### What to produce
For the records below, say how many lines contain the string "utility". Give the number only.

Saved entries

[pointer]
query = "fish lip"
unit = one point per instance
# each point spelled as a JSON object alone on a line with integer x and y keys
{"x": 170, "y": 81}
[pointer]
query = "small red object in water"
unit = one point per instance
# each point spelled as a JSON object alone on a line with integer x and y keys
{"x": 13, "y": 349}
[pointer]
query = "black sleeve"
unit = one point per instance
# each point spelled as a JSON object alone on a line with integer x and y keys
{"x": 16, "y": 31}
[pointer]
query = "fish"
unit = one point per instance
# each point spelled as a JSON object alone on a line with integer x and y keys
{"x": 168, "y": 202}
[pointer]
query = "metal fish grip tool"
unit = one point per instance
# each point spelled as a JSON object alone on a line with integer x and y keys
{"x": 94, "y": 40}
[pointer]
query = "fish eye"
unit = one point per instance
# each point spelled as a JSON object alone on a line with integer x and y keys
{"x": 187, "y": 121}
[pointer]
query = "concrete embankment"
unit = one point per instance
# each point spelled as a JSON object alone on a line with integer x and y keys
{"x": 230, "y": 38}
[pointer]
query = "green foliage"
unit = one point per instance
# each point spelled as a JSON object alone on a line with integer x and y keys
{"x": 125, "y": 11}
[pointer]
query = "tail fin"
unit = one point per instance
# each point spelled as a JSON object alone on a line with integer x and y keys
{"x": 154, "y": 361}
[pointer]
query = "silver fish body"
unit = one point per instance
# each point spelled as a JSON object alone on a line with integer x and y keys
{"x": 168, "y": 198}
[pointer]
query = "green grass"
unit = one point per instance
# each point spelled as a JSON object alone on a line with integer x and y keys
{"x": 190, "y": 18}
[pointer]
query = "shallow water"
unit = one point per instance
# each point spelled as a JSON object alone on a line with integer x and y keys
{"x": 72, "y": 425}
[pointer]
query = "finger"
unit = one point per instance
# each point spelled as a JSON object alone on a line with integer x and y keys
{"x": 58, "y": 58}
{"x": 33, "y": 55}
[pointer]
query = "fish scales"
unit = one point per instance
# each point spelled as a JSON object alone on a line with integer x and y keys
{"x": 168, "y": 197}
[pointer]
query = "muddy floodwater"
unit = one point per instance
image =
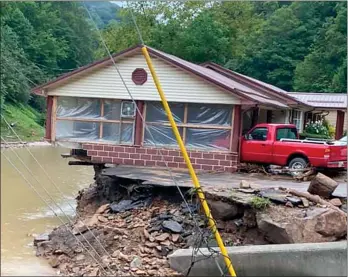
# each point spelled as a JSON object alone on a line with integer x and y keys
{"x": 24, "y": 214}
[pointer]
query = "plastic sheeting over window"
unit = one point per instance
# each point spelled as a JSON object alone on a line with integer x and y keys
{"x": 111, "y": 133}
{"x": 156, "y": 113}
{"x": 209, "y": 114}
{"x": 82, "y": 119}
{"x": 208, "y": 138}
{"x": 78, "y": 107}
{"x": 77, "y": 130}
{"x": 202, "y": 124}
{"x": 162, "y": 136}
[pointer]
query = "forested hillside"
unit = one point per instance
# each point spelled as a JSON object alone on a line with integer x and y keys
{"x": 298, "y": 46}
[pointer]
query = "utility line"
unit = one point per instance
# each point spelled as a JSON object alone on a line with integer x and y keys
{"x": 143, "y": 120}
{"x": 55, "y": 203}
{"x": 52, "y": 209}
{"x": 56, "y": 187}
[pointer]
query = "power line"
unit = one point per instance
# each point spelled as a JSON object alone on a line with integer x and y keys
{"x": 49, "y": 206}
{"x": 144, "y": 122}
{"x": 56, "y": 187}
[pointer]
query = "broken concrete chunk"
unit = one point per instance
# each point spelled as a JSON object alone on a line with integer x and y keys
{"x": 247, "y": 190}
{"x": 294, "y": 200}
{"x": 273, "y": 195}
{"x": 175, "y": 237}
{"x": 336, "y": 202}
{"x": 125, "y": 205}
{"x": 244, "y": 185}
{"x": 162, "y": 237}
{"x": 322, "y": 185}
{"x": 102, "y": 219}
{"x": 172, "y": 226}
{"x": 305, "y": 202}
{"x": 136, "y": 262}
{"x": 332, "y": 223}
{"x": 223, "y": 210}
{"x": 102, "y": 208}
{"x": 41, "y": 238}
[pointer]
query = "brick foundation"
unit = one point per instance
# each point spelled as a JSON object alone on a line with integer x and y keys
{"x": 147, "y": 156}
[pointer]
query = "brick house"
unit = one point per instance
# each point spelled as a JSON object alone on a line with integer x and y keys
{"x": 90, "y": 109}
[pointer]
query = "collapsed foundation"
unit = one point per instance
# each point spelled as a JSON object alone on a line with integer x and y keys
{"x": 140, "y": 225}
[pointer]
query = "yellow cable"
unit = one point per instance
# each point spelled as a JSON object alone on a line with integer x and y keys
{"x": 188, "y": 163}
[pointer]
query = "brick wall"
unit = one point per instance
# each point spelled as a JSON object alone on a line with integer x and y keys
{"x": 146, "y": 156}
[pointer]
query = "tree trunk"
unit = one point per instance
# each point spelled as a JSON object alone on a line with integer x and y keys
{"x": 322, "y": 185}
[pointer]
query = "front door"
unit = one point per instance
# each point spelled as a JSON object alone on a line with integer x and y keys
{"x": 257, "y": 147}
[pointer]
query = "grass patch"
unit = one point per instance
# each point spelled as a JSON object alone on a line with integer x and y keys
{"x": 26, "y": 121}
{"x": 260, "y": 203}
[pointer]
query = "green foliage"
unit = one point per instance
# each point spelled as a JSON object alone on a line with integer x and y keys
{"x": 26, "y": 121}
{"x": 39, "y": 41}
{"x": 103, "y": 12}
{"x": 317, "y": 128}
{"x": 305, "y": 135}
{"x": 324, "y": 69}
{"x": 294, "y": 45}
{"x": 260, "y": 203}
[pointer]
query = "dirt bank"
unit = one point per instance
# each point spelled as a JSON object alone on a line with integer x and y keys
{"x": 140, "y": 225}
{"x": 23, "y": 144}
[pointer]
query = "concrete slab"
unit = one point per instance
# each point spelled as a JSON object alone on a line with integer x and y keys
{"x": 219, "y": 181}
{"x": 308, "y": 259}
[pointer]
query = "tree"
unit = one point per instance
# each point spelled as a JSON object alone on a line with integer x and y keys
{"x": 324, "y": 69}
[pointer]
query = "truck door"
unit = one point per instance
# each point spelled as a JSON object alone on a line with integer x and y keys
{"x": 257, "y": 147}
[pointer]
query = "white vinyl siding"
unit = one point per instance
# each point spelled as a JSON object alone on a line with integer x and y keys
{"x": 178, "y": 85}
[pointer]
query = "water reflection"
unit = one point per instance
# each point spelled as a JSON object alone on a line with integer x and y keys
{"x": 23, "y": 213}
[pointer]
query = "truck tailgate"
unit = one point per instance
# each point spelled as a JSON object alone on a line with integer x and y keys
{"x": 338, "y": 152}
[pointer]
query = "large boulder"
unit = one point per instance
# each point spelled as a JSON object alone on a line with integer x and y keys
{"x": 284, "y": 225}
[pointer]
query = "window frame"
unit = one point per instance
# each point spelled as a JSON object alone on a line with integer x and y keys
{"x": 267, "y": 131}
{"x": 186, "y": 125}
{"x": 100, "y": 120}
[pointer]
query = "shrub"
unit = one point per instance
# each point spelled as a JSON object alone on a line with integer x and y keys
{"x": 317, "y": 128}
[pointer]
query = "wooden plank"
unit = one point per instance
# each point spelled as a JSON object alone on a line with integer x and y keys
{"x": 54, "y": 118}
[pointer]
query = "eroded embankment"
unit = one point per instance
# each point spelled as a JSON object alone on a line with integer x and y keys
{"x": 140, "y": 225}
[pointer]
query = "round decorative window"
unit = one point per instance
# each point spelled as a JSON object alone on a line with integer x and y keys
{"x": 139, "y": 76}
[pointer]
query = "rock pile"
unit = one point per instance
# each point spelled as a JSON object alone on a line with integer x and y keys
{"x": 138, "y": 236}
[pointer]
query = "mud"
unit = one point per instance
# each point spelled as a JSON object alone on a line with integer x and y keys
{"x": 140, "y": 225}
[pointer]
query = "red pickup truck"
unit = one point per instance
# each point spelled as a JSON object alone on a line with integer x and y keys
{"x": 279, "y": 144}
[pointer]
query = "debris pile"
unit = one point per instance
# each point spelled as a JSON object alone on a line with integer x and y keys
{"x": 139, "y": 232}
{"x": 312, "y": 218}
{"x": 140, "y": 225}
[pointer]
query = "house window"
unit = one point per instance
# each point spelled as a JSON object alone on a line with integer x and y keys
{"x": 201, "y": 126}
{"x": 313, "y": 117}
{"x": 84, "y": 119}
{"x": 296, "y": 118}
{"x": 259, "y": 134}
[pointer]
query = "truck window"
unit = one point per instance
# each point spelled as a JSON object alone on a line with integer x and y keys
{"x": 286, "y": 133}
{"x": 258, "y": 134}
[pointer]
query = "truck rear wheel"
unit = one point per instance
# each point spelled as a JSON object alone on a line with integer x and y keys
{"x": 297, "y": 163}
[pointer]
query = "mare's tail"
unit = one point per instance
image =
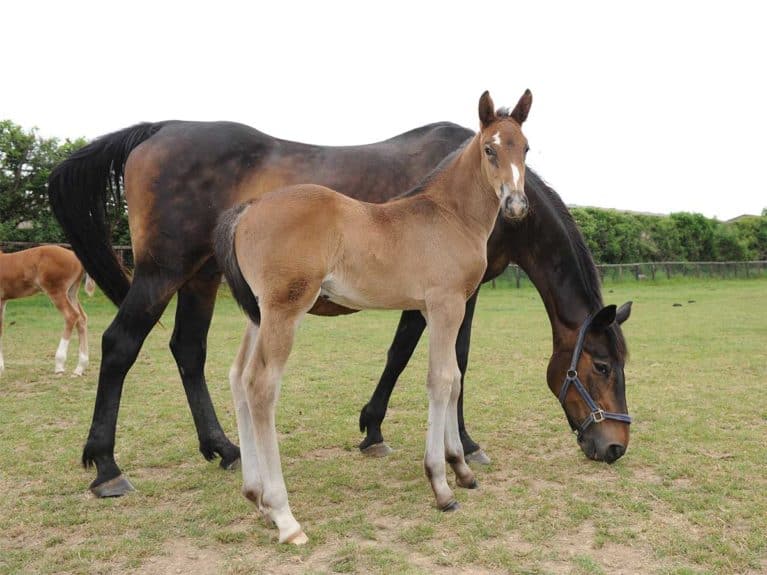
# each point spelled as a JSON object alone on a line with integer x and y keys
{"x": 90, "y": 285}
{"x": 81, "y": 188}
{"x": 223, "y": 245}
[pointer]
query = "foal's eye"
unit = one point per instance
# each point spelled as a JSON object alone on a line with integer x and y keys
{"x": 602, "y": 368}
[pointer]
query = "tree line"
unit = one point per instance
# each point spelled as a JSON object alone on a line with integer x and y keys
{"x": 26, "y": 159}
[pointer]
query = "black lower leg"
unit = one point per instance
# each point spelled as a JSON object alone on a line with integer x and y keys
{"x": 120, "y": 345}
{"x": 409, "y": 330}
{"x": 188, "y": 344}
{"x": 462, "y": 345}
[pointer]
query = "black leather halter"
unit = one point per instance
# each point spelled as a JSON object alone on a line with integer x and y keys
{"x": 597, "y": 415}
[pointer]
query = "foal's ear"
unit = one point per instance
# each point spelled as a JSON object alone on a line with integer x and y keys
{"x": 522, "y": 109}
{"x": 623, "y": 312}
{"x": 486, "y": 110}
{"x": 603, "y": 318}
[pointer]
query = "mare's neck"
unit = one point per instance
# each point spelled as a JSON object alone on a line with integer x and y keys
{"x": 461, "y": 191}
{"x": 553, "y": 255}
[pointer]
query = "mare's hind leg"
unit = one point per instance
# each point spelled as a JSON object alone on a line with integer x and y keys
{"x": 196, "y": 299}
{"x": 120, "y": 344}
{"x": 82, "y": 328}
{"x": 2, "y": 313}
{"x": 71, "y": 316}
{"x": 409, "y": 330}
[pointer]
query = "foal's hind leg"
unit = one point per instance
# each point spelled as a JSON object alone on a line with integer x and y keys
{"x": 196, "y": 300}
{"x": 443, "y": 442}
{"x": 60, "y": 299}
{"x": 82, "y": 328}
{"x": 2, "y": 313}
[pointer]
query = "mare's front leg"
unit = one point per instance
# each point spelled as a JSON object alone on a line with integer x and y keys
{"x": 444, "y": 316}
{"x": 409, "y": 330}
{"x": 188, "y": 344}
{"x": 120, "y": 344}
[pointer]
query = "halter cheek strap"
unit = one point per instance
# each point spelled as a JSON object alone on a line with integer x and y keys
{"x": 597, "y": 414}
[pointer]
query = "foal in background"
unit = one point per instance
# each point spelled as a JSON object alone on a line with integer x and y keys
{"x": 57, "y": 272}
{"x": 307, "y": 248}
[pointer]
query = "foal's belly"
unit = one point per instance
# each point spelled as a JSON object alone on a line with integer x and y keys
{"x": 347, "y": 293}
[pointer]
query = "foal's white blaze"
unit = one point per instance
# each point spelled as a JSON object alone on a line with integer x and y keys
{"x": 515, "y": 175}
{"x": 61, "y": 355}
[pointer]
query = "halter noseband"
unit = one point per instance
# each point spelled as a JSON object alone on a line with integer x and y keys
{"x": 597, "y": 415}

==

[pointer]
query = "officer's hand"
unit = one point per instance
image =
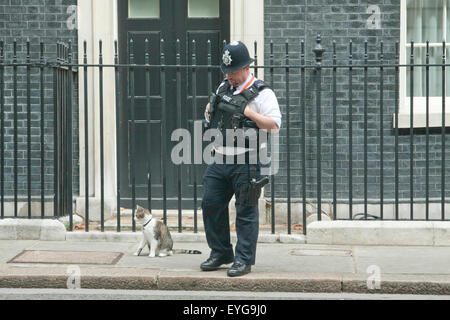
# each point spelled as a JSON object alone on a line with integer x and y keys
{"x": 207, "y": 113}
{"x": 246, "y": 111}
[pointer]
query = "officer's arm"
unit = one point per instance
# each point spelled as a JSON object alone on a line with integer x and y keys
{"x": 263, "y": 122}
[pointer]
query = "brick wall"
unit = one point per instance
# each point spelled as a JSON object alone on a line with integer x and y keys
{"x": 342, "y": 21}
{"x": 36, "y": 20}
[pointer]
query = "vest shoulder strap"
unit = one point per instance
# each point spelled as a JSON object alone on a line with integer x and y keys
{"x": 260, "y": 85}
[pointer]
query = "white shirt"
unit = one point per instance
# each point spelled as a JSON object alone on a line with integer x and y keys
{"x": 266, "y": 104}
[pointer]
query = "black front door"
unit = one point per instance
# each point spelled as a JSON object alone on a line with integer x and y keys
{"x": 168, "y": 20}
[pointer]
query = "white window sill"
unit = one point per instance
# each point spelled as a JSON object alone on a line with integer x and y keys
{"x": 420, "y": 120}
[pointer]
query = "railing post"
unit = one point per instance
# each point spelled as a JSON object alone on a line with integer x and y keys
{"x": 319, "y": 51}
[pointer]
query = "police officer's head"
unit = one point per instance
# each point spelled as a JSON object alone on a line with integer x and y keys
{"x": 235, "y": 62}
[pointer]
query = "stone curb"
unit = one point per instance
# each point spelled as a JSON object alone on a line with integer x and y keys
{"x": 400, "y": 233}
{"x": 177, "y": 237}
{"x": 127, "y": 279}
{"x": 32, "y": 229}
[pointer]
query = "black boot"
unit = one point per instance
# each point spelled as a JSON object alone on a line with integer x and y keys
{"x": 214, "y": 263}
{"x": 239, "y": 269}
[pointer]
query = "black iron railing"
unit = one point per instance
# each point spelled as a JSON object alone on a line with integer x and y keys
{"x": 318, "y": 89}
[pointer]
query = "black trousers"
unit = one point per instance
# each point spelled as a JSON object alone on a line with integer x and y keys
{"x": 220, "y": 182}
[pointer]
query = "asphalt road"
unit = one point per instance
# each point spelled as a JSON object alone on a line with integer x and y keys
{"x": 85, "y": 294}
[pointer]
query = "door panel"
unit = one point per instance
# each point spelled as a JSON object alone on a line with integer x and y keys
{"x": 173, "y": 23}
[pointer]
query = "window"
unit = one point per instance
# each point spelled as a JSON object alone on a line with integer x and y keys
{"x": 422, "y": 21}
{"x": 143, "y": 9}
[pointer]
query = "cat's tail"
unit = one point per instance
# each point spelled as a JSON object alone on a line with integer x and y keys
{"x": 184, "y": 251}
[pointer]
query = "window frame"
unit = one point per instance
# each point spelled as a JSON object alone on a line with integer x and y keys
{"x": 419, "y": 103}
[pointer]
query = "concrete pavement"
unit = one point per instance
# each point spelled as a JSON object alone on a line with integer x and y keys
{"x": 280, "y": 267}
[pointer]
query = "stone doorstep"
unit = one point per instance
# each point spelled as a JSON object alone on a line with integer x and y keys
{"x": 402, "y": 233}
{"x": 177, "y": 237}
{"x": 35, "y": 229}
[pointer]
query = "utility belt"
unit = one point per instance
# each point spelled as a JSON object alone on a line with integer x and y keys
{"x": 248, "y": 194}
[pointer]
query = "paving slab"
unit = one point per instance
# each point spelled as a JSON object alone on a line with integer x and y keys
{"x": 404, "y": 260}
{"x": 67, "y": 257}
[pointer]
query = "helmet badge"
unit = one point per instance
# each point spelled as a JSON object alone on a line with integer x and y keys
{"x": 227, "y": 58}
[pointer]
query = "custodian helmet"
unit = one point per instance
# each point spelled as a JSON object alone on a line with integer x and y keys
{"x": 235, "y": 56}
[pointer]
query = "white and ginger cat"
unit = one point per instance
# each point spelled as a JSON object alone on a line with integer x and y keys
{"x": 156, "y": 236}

* * *

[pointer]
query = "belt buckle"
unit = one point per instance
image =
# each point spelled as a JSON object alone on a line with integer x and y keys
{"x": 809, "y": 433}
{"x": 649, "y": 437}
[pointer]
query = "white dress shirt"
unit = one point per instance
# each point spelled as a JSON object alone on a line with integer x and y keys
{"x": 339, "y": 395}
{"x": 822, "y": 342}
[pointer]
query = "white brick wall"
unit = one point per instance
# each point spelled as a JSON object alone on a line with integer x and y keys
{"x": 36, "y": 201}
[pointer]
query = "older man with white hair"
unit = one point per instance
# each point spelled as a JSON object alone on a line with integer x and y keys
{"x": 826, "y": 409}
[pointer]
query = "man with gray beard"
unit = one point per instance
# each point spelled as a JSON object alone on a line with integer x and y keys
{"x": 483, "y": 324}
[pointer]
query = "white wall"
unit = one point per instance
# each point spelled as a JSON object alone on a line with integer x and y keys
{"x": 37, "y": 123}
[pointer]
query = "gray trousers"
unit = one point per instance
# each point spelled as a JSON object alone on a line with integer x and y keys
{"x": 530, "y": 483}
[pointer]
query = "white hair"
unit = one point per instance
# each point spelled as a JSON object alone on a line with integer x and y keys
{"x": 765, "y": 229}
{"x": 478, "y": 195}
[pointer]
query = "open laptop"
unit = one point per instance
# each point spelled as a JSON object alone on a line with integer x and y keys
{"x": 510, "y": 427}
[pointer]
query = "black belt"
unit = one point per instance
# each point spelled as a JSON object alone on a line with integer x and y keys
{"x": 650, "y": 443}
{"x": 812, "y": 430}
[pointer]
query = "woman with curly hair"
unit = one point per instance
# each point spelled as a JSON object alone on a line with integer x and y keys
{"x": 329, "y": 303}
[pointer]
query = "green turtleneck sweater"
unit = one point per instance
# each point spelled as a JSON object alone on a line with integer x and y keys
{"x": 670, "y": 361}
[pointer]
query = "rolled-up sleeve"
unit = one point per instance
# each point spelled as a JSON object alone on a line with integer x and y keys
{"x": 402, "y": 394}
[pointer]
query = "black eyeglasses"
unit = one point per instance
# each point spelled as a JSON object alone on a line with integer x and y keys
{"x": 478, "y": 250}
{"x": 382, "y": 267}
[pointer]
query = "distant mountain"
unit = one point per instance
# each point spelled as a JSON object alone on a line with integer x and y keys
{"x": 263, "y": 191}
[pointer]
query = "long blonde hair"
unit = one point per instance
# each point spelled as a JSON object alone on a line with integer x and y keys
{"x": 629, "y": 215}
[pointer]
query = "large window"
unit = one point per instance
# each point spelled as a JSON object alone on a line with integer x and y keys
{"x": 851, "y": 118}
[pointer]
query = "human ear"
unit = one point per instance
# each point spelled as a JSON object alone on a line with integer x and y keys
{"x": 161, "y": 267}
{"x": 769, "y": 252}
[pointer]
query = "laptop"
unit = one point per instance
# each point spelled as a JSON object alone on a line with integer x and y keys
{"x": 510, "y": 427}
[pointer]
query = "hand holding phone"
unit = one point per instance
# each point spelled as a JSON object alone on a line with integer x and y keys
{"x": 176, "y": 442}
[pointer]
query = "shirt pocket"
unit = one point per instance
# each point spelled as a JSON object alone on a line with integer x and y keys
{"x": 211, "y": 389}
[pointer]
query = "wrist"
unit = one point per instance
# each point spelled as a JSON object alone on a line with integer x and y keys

### Response area
2